Problème posé: Reproduisez à l'identique l'extrait du texte sur la balade, de « De la Charlemagnerie » à « glissement de terrain. ».

Texte sélectionné:

Lors de cette balade
nous passerons par le golf de Bernalmont, une manière de
confirmer que le chemin qui le traverse est public. Au Thier à Liège nous
aurons sur 500 mètres un siècle de logement social, de la cité jardin de 1922 à
la Cité Chapeauville dont la première pierre a été posé en 1982. Et en chemin
nous emprunterons des parties de la Voie des Botis, d’un Ravel et du GR des
terrils, 300 kilomètres de Grande Randonnée, de Bernissart jusqu’à Blegny-Mine.

De la Charlemagnerie ous remontons la Rue Henri Nottet, un tronçon de la Voie des Botis. Walthère Franssen a dédiée en 2002 cette balade à Laurent Dalemans, du
club de balade « Lès vîs solés da Charlèmagne ». Les Botis c’étaient
des femmes (et des hommes) qui transportaient le charbon des nombreuses petites
fosses situées entre les Hauts-Sarts et Bernalmont dans leur le bot jusqu’au
port charbonnier de Coronmeuse.

Un golf et un glissement de terrain

Nous contournons le terril de la Petite
Bacnure en prenant la rue Campagne de la Banse, à droite. Cette rue vient
seulement d’être rendue au public, après vingt ans années de fermeture à cause
d’un glissement de terrain.

Liste des données:
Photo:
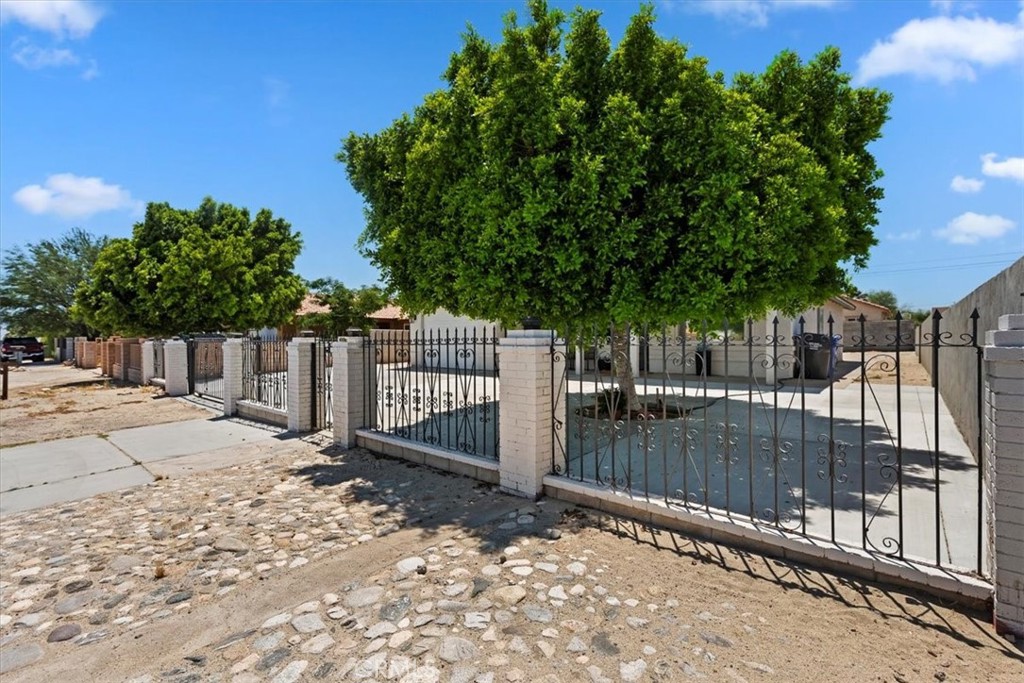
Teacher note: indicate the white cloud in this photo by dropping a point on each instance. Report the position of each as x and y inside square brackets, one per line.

...

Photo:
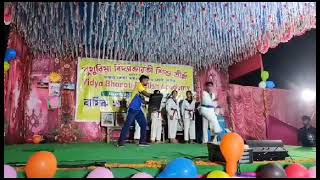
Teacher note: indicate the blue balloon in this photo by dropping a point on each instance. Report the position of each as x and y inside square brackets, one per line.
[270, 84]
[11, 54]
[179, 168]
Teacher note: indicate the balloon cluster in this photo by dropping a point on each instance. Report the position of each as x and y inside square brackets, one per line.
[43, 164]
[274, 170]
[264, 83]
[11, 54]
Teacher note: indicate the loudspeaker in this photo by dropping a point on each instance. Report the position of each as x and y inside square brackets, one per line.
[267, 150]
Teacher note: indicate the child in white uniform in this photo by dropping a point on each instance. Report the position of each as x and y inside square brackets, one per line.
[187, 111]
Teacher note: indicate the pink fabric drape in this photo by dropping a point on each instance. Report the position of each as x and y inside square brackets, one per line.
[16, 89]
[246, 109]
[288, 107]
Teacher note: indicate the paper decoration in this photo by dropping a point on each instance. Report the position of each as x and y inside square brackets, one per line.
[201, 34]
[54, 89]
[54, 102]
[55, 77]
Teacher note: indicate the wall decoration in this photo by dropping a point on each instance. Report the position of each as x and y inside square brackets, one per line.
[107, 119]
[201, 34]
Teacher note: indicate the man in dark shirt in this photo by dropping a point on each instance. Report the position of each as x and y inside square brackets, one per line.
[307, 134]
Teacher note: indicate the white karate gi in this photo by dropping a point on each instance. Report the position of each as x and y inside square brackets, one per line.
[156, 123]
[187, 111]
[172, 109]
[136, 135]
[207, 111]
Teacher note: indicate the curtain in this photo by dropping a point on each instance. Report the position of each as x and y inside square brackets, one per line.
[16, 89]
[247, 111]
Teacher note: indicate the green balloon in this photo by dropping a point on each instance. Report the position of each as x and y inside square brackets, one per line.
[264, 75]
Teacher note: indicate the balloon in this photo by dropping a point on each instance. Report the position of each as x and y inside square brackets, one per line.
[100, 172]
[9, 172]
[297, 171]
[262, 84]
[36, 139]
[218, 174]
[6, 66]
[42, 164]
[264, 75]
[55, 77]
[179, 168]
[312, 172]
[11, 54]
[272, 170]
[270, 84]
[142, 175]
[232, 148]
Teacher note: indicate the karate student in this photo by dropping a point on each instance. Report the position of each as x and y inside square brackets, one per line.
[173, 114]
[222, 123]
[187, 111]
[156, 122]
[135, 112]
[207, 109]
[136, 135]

* * *

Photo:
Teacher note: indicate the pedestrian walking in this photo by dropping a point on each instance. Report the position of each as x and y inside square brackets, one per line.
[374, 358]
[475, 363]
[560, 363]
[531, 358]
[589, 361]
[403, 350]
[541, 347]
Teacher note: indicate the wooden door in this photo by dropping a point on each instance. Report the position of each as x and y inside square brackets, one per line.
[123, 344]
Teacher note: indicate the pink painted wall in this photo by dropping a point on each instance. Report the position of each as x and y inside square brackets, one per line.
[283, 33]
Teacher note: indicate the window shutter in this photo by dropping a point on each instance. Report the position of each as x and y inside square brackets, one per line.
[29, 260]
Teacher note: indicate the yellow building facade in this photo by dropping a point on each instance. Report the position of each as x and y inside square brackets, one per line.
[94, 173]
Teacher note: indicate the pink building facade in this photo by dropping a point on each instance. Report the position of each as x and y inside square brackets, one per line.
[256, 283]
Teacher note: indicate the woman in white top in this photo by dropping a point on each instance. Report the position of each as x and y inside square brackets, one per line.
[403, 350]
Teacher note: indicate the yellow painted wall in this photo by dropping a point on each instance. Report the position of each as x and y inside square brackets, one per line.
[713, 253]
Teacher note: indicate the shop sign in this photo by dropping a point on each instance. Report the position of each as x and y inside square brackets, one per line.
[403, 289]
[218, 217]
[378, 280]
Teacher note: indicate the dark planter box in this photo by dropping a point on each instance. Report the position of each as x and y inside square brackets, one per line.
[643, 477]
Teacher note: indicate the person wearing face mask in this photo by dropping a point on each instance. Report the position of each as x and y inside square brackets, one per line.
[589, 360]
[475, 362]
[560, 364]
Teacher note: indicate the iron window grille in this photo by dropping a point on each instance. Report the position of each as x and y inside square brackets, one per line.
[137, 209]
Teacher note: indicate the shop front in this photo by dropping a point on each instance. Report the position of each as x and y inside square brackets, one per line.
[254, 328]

Réponse complète:
De la Charlemagnerie ous remontons la Rue Henri Nottet, un tronçon de la Voie des Botis. Walthère Franssen a dédiée en 2002 cette balade à Laurent Dalemans, du
club de balade « Lès vîs solés da Charlèmagne ». Les Botis c’étaient
des femmes (et des hommes) qui transportaient le charbon des nombreuses petites
fosses situées entre les Hauts-Sarts et Bernalmont dans leur le bot jusqu’au
port charbonnier de Coronmeuse.

Un golf et un glissement de terrain

Nous contournons le terril de la Petite
Bacnure en prenant la rue Campagne de la Banse, à droite. Cette rue vient
seulement d’être rendue au public, après vingt ans années de fermeture à cause
d’un glissement de terrain.